Вот Агриппина, мать императора Нерона. Как известно, она скончалась от убийц, подосланных собственным ее сыном. Говорят, — передает Тацит31, — что «этот свой конец Агриппина знала за много лет вперед, но презирала его. Ибо когда вопрошала халдейских волхвов о Нероне, то они ей ответили, что он будет императором и убьет свою мать. «Ну что ж, — сказала она, — и пусть убьет, лишь бы только был императором (occidat, dum imperet)»».
Второй пример возьму у Сенеки32. «Юлий Кан (Julius Canus) играл в шахматы, когда вошедший (чтобы повести его на казнь) офицер в сопровождении конвоя стал его торопить. По зову офицера, он пересчитал фигуры и сказал своему партнеру: «Смотри, не вздумай хвастаться после моей смерти, что обыграл меня», — и затем, кивнув головой офицеру, добавил: «Будешь свидетелем, что вся игра была на моей стороне (uno me antecedere)»».

» **Задание 1**
Воспроизведите дословно все записи с разметкой точек, которые идут ниже. Изображения в ответ не включайте.
Текст документа и записи взяты из разных источников.

Строки набора данных с указанием объектов на изображении:
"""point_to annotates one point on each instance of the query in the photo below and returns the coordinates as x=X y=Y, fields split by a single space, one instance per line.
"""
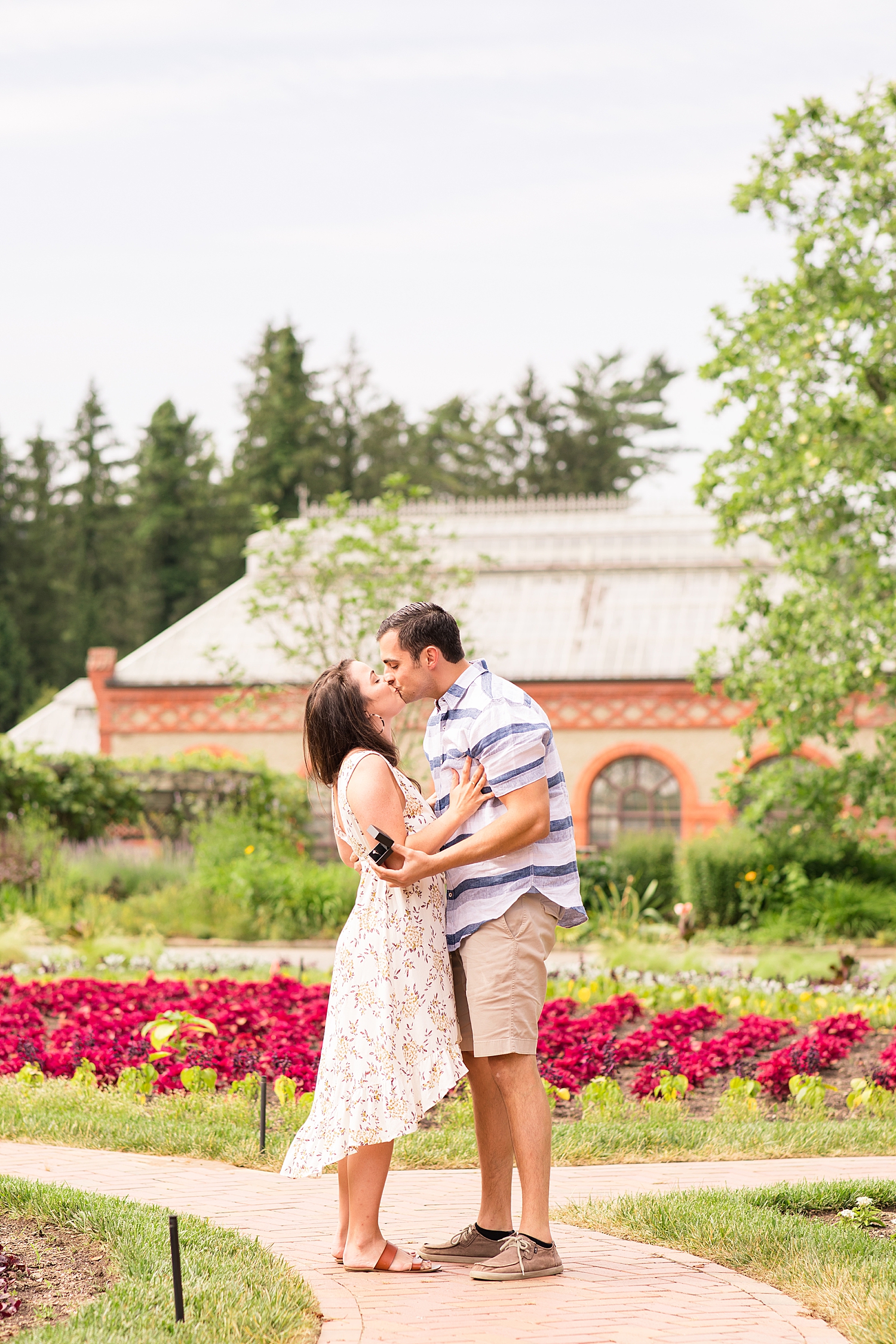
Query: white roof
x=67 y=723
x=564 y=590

» **Задание 2**
Перечислите всех людей, которые названы по имени в тексте документа.

» **Ответ 1**
"""point_to annotates one point on each instance of the query in the photo below and returns the coordinates as x=X y=Y, fields split by a single space, one instance per line.
"""
Query: white roof
x=67 y=723
x=564 y=590

» **Ответ 2**
Агриппина, Нерон, Тацит, Сенека, Юлий Кан.